++++ DATA PROVIDED ++++
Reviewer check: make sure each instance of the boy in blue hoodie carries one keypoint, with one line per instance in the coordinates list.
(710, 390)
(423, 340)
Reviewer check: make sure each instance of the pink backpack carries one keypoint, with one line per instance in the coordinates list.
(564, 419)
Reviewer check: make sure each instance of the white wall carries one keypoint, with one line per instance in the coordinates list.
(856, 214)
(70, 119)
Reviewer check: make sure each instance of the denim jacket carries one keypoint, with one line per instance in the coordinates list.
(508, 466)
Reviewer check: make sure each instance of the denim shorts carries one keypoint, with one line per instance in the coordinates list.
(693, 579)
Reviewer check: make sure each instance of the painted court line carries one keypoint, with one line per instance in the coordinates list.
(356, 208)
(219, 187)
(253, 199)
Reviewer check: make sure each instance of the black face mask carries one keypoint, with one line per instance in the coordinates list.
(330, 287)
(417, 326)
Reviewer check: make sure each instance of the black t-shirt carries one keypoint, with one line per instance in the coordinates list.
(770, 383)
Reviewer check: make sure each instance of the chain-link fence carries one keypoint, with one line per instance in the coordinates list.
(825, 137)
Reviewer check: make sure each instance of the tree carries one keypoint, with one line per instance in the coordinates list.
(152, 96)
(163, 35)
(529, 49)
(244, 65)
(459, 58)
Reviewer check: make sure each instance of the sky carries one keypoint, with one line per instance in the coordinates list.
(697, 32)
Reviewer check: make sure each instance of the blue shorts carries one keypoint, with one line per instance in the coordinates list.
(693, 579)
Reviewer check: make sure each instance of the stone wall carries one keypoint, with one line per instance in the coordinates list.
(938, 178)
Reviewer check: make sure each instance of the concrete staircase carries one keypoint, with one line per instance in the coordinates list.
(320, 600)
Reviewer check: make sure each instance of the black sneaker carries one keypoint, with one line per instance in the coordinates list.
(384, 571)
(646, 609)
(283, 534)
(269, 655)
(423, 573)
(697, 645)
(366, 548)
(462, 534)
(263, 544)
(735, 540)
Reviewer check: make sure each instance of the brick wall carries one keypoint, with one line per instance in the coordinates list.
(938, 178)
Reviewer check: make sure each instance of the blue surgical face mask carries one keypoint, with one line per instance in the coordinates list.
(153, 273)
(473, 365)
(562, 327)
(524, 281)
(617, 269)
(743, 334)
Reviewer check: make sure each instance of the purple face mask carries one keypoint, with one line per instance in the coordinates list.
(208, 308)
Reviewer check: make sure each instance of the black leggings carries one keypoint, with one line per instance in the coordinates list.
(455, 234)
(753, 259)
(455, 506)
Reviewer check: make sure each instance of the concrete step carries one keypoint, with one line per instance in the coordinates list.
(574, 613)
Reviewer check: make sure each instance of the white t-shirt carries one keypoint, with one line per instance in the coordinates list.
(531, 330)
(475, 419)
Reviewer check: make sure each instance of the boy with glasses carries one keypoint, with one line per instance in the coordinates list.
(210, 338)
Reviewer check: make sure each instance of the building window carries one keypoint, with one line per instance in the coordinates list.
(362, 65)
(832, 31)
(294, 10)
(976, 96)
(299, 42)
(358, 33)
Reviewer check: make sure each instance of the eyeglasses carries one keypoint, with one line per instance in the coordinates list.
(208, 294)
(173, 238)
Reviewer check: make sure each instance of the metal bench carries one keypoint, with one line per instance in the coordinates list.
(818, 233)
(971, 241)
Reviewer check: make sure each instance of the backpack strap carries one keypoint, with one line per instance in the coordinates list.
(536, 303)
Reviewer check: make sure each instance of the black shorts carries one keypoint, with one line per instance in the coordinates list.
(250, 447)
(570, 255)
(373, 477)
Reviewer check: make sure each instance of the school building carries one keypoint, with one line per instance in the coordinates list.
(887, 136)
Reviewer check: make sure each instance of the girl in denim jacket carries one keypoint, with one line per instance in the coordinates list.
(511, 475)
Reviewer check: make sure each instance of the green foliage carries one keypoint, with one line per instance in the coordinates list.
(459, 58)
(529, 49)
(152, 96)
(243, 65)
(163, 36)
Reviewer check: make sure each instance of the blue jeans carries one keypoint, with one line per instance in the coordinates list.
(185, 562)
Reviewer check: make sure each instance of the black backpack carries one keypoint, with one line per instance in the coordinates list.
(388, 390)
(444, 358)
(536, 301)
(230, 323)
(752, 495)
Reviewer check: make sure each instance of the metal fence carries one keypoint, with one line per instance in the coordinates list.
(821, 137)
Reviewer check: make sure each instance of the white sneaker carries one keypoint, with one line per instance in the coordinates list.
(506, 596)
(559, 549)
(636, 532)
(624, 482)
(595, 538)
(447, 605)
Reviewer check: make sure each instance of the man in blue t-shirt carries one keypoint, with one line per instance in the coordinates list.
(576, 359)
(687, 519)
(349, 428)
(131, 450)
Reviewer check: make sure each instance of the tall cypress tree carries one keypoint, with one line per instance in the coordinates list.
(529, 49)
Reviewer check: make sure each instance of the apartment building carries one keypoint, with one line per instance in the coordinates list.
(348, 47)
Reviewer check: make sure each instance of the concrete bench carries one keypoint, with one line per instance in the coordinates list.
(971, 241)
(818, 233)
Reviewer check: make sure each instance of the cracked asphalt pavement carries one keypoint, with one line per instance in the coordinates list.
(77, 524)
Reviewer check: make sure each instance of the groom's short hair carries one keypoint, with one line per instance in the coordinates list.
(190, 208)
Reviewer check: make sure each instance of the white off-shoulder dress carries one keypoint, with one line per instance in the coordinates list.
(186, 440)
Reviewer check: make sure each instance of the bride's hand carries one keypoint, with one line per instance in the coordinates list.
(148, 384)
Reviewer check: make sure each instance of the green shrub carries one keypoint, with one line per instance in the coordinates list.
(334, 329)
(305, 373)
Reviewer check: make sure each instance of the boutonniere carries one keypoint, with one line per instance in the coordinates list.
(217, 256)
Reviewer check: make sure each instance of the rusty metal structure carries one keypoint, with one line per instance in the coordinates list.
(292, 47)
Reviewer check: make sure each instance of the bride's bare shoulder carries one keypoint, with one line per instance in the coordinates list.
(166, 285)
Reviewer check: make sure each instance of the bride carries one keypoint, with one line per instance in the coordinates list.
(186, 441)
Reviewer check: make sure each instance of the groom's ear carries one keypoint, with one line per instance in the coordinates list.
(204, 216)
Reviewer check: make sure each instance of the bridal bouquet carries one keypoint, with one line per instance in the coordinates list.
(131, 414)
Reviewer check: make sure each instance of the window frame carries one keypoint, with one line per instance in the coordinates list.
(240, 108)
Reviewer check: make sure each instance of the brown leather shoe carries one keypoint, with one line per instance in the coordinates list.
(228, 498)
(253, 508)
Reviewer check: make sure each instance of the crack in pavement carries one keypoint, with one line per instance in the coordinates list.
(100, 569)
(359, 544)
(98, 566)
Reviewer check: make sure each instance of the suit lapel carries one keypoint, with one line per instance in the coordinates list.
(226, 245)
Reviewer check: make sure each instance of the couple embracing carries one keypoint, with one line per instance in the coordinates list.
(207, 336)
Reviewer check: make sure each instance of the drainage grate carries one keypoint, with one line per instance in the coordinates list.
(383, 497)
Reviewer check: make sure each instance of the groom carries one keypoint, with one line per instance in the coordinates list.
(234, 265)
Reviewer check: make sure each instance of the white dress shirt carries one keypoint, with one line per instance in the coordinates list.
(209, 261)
++++
Set out exactly the run of lines that begins at the line holding "Reviewer check: make sure each instance of the crack in" and ends at the last line of the data.

Reviewer check: make sure each instance of the crack in pavement carries one keypoint, with one line per instance in the coordinates list.
(100, 569)
(359, 544)
(98, 566)
Reviewer check: make sure each instance of the suit lapel carries one keypoint, with one line per instance in the coordinates list.
(226, 245)
Reviewer check: make sure each instance of the couple embracing carries one keypoint, with one line per instance in the coordinates list.
(207, 336)
Reviewer check: make sure each instance of the drainage grate carries one keypoint, with one line per instance in the coordinates list.
(383, 497)
Reviewer check: make sure each instance of the groom carries one keypoint, with one line per instance in the coordinates list.
(234, 265)
Reviewer check: make sure each instance of the white dress shirt carries one keypoint, with one line per instance in the coordinates list.
(209, 261)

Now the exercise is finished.